Problems to solve:
1: Which colors are named in the paragraph of the Sun Painting text that begins "Notice in the photos"?
2: How high is the Solar Light Shaft, according to the Sun Painting text?

Ever-changing art made from Sunlight, prisms and architecture
In the Lafayette, California Library, a skylight shaft lined with custom prisms and mirrors transforms ordinary Sunlight into radiant solar spectrum beams - bathing library spaces, staff, and patrons in the breathtaking beauty of living rainbow light. The astronomical orientation of the prisms continually mixes the six basic spectrum colors into millions of new shapes and hues. Powered by our life-giving Sun and the rotation of the Earth, this ever-changing light and space environment gradually shifts in color and shape - every hour, ever day and every season. Bringing Nature's most beautiful light into the library.
SUN PAINTING, 2009
Materials: Sunlight, Library architecture, flat, laser-cut prisms and mirrors.
Solar Light Art Installation in a Library
As the Earth spins, circling the Sun, living rainbows slowly glide through Peter Erskine’s Lafayette Library solar light art installation, gradually changing shape and color with the seasons. Always a fresh offering. In this magic realm, you can actually step inside a living rainbow beam and play. And when you do, you create glowing colored shadows of your own body.
Everybody loves a rainbow. Just as we all love the sweet taste of sugar, loving a rainbow is hard-wired into our human biology. That’s why cultures the world over – from Eskimos to Aboriginals hold the rainbow sacred as a symbol of hope, peace, and redemption.
How SUN PAINTING Works
The five foot square and ten foot high Solar Light Shaft is open to the sky, and capped with a plexiglas skylight. The “Shaft” gathers sunlight for the library rainbow art installation, from dawn to dusk. The “Shaft” is lined with flat, laser-cut prisms and mirrors that gradually mix the six primary rainbow colors into millions of new hues – and forms – as the Earth turns. In fifteen minutes the angles, tones, and slabs of color change radically, even though the Earth has only rotated four degrees on her axis.
Notice in the photos how the colors and positions of solar spectrum splashes on the walls and floor have morphed from the pictures taken only thirty minutes before. And an hour later, the carpet is blazing orange and the walls have somehow turned teal and magenta! A fuchsia wall – for ten minutes – then magically morphing to green in a half an hour…… Late in the afternoon on the same day, SUN PAINTING becomes delicate fingers of caressing color. And with clouds, haze or rain in the sky, this immersive environmental art installation shifts from radiant colors hues to blushing pastels.
The Hands-On Design Process
Erskine created his Lafayette Library solar light painting in a “one-inch-equals-one-foot”, scale model using three types of miniature laser-cut Solar prisms. He mounted the physical model on a tilting table that can simulate all the possible angles of Sunlight entering the Library during the entire year. For months, Erskine wheeled the miniature light sculpture out into the bright sunlight of his studio courtyard, tweaking and playing with the mirrors and prisms in the Solar Light Shaft until the muse whispered in his ear that it was perfect.
Solar Powered Green Art
Erskine’s library rainbow art installation began in Killefer Flammang Architects early design, as a traditional wood burning fireplace in the cozy reading room. The library building committee eventually agreed that books and fire should not mix. So, instead of a polluting fireplace for the new building, Killefer Falmmang approached Erskine to create a living rainbow art installation that would invite our star’s perpetual blaze into this tucked-away corner of their new building.
Erskine and Killefer Falmmang collaborated in designing SUN PAINTING’S five foot square Solar Light Shaft, replacing the earlier design’s “fireplace chimney”. SUN PAINTING, like all of Erskine’s site generated Light and Space installations, is solar powered. This revolutionary and sustainable artwork continually harvests a 2500 watt beam of renewable energy to weave its wonders. The art brings Nature’s most beautiful light right inside a public library.

(Saved data entries)
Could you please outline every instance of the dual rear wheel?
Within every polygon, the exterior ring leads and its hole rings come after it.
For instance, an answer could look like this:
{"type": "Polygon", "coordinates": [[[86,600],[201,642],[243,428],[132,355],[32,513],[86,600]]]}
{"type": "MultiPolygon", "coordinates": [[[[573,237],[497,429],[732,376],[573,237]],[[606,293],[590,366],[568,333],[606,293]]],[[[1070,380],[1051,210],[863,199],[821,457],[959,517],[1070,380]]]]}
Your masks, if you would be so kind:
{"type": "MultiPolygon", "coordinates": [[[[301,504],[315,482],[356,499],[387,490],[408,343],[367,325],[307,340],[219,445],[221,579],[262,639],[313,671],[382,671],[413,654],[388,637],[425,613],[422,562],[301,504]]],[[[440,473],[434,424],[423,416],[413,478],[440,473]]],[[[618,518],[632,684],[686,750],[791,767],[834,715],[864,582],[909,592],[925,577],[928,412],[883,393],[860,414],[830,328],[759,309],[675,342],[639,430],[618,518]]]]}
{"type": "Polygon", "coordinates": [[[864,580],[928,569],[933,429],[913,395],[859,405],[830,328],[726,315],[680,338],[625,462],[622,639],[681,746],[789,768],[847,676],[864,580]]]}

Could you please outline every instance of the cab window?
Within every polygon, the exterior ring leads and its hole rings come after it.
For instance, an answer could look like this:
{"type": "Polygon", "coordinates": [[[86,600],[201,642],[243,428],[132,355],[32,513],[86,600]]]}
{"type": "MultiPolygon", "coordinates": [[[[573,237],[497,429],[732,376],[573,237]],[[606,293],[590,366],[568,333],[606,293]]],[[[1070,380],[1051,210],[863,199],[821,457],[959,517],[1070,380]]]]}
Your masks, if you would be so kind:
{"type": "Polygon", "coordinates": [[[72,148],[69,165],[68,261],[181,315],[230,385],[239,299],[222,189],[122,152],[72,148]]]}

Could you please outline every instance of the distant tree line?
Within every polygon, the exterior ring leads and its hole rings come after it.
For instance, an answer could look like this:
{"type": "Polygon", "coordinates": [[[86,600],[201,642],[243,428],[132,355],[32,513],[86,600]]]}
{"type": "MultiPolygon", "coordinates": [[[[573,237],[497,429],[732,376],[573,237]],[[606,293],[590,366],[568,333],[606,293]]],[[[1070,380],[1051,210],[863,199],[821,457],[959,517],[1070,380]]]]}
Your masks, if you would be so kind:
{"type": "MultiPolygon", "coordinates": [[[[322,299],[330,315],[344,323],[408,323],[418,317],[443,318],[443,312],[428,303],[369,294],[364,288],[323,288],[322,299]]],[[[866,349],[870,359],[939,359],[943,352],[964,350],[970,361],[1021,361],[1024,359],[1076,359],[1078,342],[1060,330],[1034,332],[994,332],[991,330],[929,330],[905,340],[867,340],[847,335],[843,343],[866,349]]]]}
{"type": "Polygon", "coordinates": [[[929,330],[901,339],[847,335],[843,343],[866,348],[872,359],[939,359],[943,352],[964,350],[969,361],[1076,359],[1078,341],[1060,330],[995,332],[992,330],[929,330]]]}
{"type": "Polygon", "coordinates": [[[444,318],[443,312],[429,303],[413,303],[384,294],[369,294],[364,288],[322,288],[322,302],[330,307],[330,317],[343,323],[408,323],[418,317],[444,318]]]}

Responses per task:
1: Orange, teal, magenta, fuchsia, green

2: Ten feet high.